### Work order:
What is the count of lines in the material below that hold "yellow"? Answer with only that number.

### The input:
#####

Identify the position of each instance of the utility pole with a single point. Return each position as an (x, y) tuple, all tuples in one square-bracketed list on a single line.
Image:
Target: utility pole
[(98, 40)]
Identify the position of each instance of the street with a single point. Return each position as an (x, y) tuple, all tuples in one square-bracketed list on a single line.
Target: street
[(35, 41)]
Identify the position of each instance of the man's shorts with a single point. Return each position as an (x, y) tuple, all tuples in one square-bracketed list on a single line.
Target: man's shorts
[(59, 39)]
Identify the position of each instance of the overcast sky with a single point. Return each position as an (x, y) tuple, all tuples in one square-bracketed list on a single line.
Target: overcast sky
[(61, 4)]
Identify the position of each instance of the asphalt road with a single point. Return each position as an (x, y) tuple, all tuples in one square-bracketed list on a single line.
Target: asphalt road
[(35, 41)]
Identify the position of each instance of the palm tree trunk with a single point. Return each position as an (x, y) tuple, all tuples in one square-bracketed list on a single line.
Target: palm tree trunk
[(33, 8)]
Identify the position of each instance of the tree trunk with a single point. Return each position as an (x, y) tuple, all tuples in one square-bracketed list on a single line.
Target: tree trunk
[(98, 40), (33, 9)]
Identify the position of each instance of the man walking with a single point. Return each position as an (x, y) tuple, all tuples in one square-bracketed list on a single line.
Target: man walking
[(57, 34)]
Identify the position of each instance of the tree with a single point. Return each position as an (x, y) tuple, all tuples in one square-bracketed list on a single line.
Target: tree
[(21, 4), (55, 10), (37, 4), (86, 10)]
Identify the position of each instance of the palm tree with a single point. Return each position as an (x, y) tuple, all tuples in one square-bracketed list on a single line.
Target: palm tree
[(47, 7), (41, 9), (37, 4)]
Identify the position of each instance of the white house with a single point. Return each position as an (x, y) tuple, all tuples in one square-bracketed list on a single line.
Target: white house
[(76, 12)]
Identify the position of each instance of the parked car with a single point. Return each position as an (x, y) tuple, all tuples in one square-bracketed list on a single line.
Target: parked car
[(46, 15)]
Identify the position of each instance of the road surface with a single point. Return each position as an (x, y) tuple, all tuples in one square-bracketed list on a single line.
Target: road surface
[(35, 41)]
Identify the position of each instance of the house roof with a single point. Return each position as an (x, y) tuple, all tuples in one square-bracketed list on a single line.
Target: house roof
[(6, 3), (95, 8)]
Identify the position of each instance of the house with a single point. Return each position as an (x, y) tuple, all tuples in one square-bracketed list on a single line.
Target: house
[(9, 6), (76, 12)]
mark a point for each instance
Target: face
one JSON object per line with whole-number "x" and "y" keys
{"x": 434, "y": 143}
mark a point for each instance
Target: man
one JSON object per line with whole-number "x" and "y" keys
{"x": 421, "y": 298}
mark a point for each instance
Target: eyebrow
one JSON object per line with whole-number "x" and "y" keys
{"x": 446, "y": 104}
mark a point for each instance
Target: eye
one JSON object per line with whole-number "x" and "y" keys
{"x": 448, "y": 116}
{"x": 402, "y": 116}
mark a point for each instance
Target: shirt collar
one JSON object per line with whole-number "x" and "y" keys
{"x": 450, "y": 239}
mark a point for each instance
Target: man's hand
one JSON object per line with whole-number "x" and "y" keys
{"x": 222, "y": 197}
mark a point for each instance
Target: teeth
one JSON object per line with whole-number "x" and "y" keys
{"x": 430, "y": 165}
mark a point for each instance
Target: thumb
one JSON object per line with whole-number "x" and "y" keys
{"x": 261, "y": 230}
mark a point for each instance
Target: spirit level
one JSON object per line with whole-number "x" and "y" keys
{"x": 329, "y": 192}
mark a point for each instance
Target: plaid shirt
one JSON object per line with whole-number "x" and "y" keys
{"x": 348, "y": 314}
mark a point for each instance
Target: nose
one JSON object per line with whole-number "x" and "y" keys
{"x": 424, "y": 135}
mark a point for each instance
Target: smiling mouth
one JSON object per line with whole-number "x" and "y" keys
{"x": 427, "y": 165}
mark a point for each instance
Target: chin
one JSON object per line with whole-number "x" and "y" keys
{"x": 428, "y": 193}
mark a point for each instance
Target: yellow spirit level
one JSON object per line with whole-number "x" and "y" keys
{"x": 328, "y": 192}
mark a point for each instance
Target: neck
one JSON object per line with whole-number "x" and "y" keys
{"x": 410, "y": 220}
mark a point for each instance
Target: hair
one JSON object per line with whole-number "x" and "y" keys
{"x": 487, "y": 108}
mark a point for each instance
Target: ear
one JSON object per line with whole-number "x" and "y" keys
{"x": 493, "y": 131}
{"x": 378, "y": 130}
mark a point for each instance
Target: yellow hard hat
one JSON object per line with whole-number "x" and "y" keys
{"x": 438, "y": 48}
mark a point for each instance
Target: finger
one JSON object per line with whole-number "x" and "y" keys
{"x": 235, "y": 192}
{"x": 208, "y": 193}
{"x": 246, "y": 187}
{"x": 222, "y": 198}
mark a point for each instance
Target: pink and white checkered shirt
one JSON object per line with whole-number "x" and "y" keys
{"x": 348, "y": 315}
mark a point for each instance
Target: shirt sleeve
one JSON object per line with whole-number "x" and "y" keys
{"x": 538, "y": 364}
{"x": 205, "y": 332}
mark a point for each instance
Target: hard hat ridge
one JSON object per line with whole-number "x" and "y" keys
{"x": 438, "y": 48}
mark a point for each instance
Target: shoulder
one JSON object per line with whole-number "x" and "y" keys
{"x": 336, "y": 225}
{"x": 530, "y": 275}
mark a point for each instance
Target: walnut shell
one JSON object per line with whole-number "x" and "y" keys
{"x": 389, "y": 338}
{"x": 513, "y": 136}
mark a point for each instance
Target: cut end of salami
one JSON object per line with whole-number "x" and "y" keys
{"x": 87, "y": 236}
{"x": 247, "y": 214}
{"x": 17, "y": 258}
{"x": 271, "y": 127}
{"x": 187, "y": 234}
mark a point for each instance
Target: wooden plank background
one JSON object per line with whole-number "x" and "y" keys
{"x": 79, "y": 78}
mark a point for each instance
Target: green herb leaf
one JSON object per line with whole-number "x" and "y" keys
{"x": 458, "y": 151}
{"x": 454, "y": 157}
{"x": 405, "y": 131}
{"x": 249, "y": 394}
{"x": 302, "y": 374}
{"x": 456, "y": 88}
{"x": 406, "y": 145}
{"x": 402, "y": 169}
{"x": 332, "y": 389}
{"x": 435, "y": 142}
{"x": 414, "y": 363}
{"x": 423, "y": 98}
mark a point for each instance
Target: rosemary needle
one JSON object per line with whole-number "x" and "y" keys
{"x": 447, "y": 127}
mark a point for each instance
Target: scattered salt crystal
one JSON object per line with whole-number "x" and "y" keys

#####

### Answer to this exercise:
2